Selected extract:
##########
This "burden of shame" is, I think, a big deal, essentially for all of us. The West is in an identity crisis. Much of what we think we are is not quite right, and our past is often quite unappetizing. (That has been clear for Germans since Hitler but less clear for Americans.)
As a non-American spectator, this seems like the correct answer. I mean, 99% of all news I heard, both online (reddit etc.) but also in classic paper news channels, were mostly about his emotional shenanigans, his personal utterances, the unfathomable disbelief about how that was possible, etc.. Even thinking hard about it, I could not point to very many news-worthy factual items from his period. So by Occam's Razor, it is likely that the people who are with him are so because of that which we heard most often; i.e. emotional reasons (including mass-emotional).
09:07
@AnoE Just because the news didn't talk about his accomplishments doesn't mean they didn't happen.
@Ryan_L: Ah, c'mon man... Even looking at the (best-foot-forward) Trump Accomplishments page, Trump's administration was weak. T took credit for a lot of long-term economic growth that came out of Obama's term; he cut a lot of regulation without much regard for consequences; and his international actions were more or less uniformly flubs. I could respect him for doing something I dislike well, but he did them poorly, so that he mostly spread instability and confusion.
@TedWrigley No new wars, winding down old wars, and mediating 4 new peace deals are "flubs"?
@Ryan_L: Trump didn't try to wind down our foreign wars until (literally) his last couple months as president, and he did it is an abrupt, ill-considered, and half-a$$ed fashion. Trump didn't really have much of a hand in those peace deals (which also occurred in the last couple of months of Trump's term), but I"m happy to give him some credit for them. but seriously, i'm supposed to give Trump credit for not starting new wars? This isn't a toilet training situation, where we applaud someone for not pooping in their pants...
@TedWrigley Considering every president in remotely recent memory has started or escalated a war, I'd say not doing that is a pretty big achievement.
@JamesH Are you certain that you aren't injecting YOUR biases into your evaluation of the answer?
##########
Tasks:
A: In the comment thread on Trump's presidency, which three things does Ryan_L cite to dispute that Trump's international actions were flubs?
B: Extend the comment thread on Trump's presidency past its final comment.

Collected material:
##########
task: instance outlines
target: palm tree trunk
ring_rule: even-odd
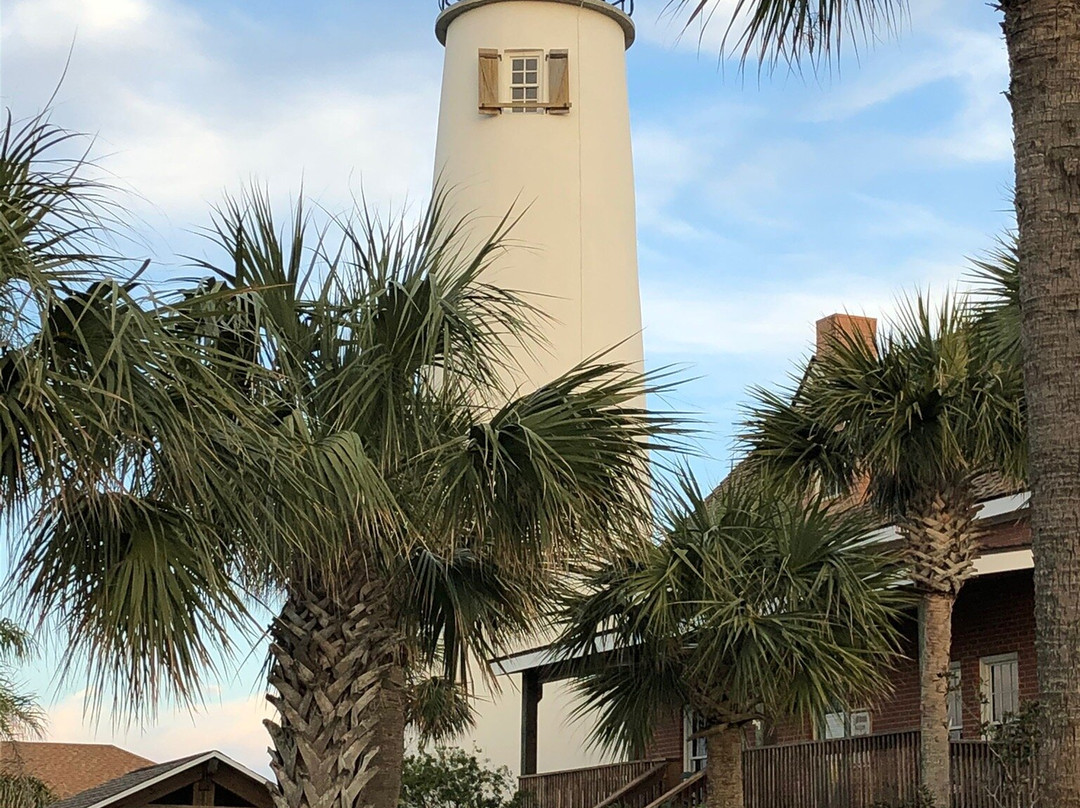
##########
The responses:
A: No new wars, winding down old wars, and mediating four new peace deals.

B:
09:07
@JamesH: If you see something factually incorrect in what I wrote, then by all means point it out so we can discuss it. But your argument boils down to an assertion that I must have some intense bias against Trump, and that is both insulting and irrelevant. This isn't about my feelings for Trump or yours; this is about the social dynamic that exists between Trump, his supporters, and the GOP. I dislike Trump; you are infatuated with him; we can honestly and reasonably have that disagreement. But as adults we are not blinded to facts and reason by our emotions, correct?
@Ryan_L: Again, I'm not inclined to give Trump a lollipop for not f__king things up worse than he did. You have the urge to set the bar as low as necessary so that Trump can clear it, but you know as well as I do that Trump is going to enter the history books as one of the five worst US Presidents (if not the absolute worst), and that it will be an accurate assessment of his accomplishments. I'm glad that Trump accomplished something positive in his term, but that's weak tea at best, and thoroughly overshadowed by the bad he fostered.
@Ryan_L And what do you consider Trump's actions toward Iran?
@TedWrigley Oh I agree he'll be in the history books as the worst president ever, but it won't be fair. Why would anyone be surprised that books written by and for academics who hate Trump would say nothing good about him?
@Ryan_L: Because (as I already said to JamesH) adults do not allow emotions to blind them to facts and reason, and the vast majority of academics are professionals who act as adults. This whole 'victim' meme — everybody hates Trump, so Trump can't get fair treatment — is just part of that pseudo-religious mindset. Christ was murdered on the cross to save the souls of believers; Trump is pilloried in the press for the salvation of his followers; blind faith is the only righteousness, so turn thine eyes and cover thine ears from all but the word of thy lord and savior, amen.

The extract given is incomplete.